Redaktion - Dienstag, 26. März 2024, 9:45 Uhr.
Im Vatikan wird am fünften Fastensonntag eine außergewöhnliche Liturgie im Petersdom gefeiert: Die Gläubigen bekommen eine Reliquie zu sehen, die als „Schweißtuch der Veronika“ bekannt ist. Diese Reliquie ist eng mit dem Kreuzweg verbunden und stellt den Moment dar, in dem eine Frau namens Veronika vom Antlitz Jesu Schweiß und Blut wischt.
Der Überlieferung nach trägt dieses Tuch das wahre Abbild des Antlitzes Christi und wird im Petersdom aufbewahrt, auch wenn es in verschiedenen Formen verehrt wird, wie ein bekannter Experte zum Thema, der Autor Paul Badde, gegenüber CNA Deutsch erklärt hat: Es ist „ein einzigartig transparentes Tuchbild Christi, das im Lauf der Geschichte viele Namen hatte. Darunter ist der Name Veronika gewissermaßen eine Allegorie, die sich aus den lateinisch-griechischen Bestandteilen Vera Ikon (Wahres Bild) zusammensetzt.“
Bemerkenswert ist nicht nur das heilige Schweißtuch sondern auch seine Geschichte, so Badde. Schon vor 800 Jahren trugen es ein Papst als Vultus Misericordiae, also als „Gesicht der Barmherzigkeit“ an den Ort eines der ältesten Krankenhäuser der Welt: dem Santo Spirito.

**Datenzeilen:**

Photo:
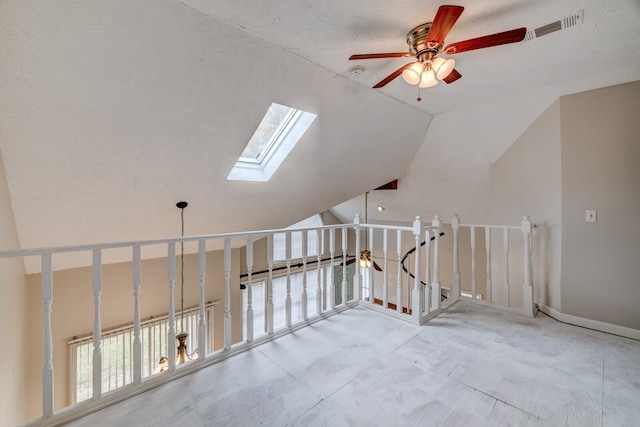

**Schriftliche Aufgabe 1:**
Welche Orte nennt der Textauszug beim Namen? Führe sie alle auf.
**Schriftliche Aufgabe 2:**
Fasse den Textauszug in zwei Sätzen zusammen.
**Schriftliche Aufgabe 3:**
Bearbeite den Textauszug: Gib ihn von „Im Vatikan wird“ bis „und Blut wischt.“ wieder und setze dabei „Messe“ an die Stelle von „Liturgie“.

**Endergebnis 1:**
Vatikan, Petersdom, Santo Spirito

**Endergebnis 2:**
Am fünften Fastensonntag wird im Petersdom im Vatikan in einer außergewöhnlichen Liturgie das „Schweißtuch der Veronika“ gezeigt, eine mit dem Kreuzweg verbundene Reliquie, die der Überlieferung nach das wahre Abbild des Antlitzes Christi trägt. Laut dem Autor Paul Badde ist der Name Veronika eine Allegorie aus „Vera Ikon“ (Wahres Bild), und schon vor 800 Jahren trug ein Papst das Tuch als „Gesicht der Barmherzigkeit“ zum Santo Spirito.

**Endergebnis 3:**
Im Vatikan wird am fünften Fastensonntag eine außergewöhnliche Messe im Petersdom gefeiert: Die Gläubigen bekommen eine Reliquie zu sehen, die als „Schweißtuch der Veronika“ bekannt ist. Diese Reliquie ist eng mit dem Kreuzweg verbunden und stellt den Moment dar, in dem eine Frau namens Veronika vom Antlitz Jesu Schweiß und Blut wischt.